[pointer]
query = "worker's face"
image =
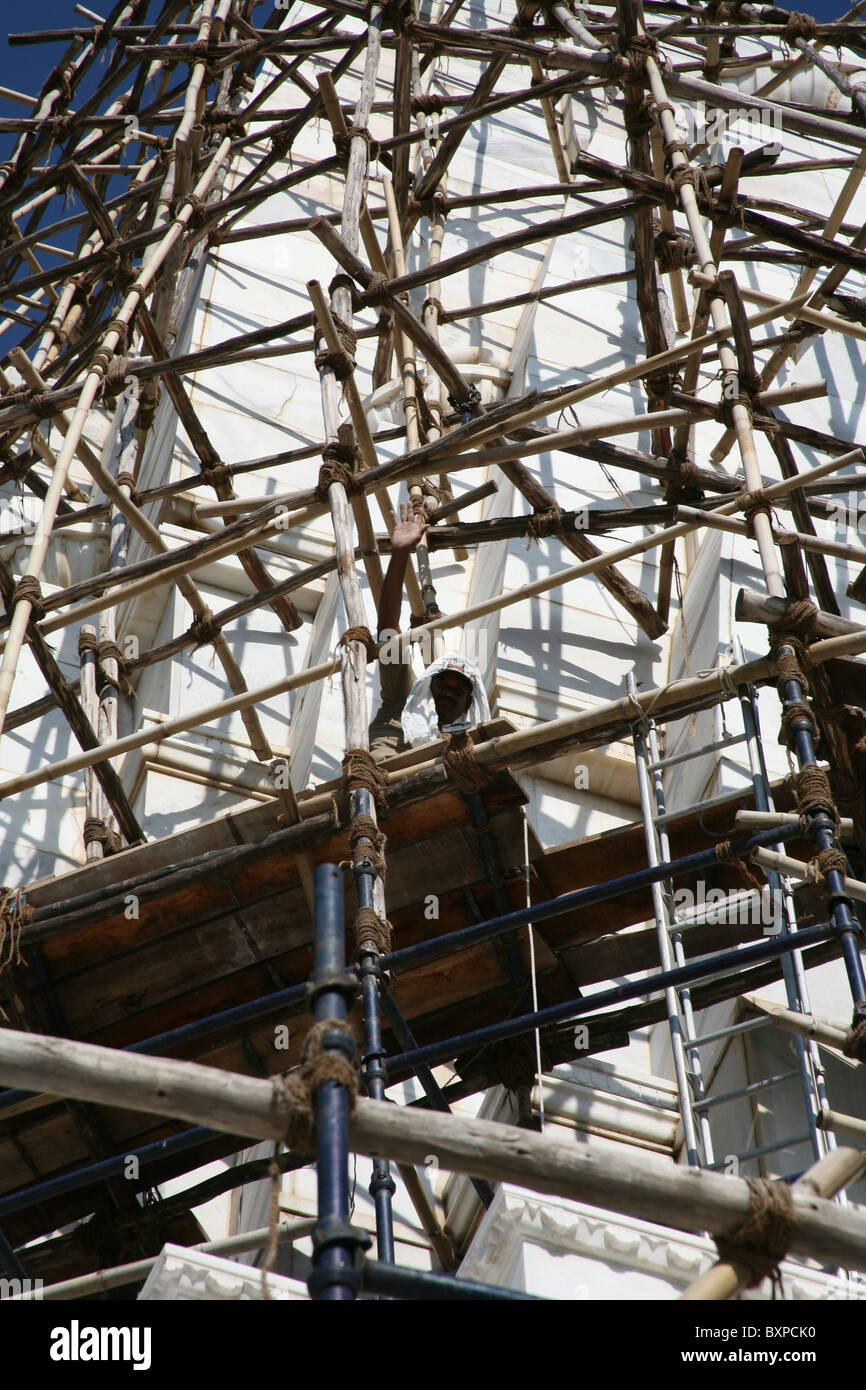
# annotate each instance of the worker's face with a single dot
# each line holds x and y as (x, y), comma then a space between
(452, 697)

====

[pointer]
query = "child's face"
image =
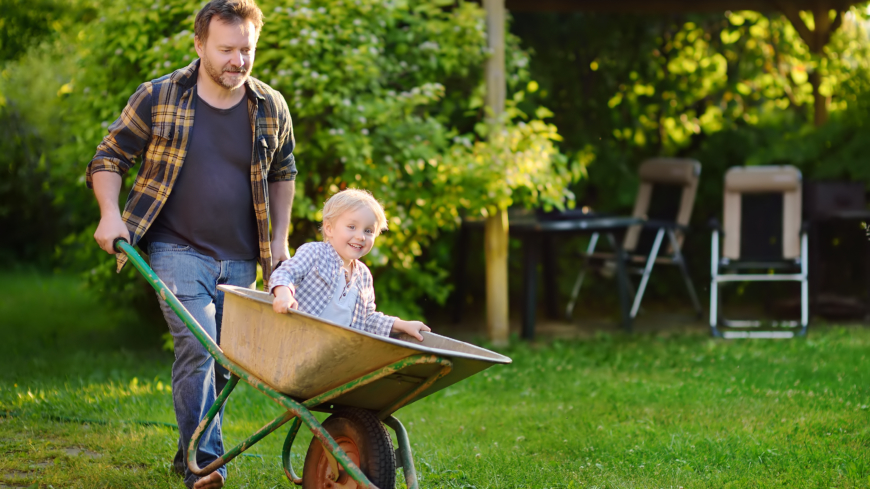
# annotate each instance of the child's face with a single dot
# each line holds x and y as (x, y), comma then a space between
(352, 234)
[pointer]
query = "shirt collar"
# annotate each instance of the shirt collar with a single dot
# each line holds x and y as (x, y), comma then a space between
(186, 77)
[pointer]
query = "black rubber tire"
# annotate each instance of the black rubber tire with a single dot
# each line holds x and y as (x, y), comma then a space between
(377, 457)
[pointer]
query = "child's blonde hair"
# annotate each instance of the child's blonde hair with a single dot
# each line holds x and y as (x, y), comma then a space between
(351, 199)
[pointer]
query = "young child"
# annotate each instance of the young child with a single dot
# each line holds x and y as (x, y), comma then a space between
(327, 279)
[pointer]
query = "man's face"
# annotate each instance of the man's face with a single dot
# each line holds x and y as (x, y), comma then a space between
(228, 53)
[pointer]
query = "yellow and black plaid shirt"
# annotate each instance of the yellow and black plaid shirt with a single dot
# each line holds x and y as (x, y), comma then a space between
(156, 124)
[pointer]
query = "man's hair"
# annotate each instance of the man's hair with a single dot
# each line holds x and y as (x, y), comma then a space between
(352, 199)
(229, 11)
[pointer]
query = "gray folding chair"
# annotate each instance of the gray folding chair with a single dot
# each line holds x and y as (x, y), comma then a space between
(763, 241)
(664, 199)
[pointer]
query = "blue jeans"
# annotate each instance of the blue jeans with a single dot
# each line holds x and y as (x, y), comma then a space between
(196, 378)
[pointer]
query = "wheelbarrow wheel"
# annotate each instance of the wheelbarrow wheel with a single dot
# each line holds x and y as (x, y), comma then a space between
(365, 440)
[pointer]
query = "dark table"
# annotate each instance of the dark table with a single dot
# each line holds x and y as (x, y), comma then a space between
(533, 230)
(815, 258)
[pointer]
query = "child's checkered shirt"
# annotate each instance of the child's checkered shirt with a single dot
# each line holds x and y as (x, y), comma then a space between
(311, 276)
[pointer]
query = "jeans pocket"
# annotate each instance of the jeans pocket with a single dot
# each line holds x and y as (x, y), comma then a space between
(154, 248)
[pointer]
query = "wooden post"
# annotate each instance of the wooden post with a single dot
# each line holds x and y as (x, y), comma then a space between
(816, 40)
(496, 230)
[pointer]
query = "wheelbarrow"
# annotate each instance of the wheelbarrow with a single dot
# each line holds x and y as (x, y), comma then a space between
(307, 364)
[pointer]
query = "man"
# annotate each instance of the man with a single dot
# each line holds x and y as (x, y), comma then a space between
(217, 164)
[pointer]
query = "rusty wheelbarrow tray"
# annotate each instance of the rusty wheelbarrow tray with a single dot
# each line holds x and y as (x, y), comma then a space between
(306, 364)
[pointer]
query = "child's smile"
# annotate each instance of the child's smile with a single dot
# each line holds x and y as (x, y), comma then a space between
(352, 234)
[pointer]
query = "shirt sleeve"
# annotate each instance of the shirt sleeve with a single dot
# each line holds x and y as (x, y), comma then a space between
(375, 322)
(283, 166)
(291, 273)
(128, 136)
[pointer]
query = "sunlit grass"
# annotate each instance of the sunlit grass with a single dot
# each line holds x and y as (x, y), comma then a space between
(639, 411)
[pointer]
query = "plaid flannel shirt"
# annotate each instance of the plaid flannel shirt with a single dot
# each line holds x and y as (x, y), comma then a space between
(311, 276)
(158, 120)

====

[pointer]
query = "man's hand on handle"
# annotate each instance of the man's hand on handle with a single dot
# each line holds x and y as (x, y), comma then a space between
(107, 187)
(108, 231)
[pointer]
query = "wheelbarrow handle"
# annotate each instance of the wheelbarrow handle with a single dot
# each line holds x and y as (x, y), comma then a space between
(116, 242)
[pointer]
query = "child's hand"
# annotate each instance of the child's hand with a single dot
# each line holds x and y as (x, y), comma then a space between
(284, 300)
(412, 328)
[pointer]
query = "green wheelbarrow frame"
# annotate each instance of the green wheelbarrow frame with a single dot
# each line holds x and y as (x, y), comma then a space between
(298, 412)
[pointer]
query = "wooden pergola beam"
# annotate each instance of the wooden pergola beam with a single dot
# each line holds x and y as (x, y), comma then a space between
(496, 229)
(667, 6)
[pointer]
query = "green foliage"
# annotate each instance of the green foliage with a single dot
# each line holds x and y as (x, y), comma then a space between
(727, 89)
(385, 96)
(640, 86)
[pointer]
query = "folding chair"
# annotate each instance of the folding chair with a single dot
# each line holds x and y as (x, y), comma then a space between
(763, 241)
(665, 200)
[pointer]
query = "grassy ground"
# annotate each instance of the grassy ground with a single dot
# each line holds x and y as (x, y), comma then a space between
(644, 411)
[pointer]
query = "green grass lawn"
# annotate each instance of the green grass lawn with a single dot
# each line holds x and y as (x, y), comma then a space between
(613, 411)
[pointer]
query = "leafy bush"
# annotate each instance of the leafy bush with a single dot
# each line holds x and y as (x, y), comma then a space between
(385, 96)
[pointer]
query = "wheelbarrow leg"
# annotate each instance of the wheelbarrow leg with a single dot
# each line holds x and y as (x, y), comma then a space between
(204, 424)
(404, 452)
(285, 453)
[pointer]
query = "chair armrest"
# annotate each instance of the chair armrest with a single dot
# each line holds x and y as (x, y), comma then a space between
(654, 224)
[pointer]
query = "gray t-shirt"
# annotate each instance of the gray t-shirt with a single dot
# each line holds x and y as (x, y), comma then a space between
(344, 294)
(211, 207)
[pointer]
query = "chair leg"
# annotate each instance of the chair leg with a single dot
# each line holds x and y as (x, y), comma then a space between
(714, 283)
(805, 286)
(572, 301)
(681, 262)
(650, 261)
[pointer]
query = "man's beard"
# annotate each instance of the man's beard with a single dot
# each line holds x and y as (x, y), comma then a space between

====

Required task: Count the lines above that contain the word "blonde", and give only the number.

Worked answer: 2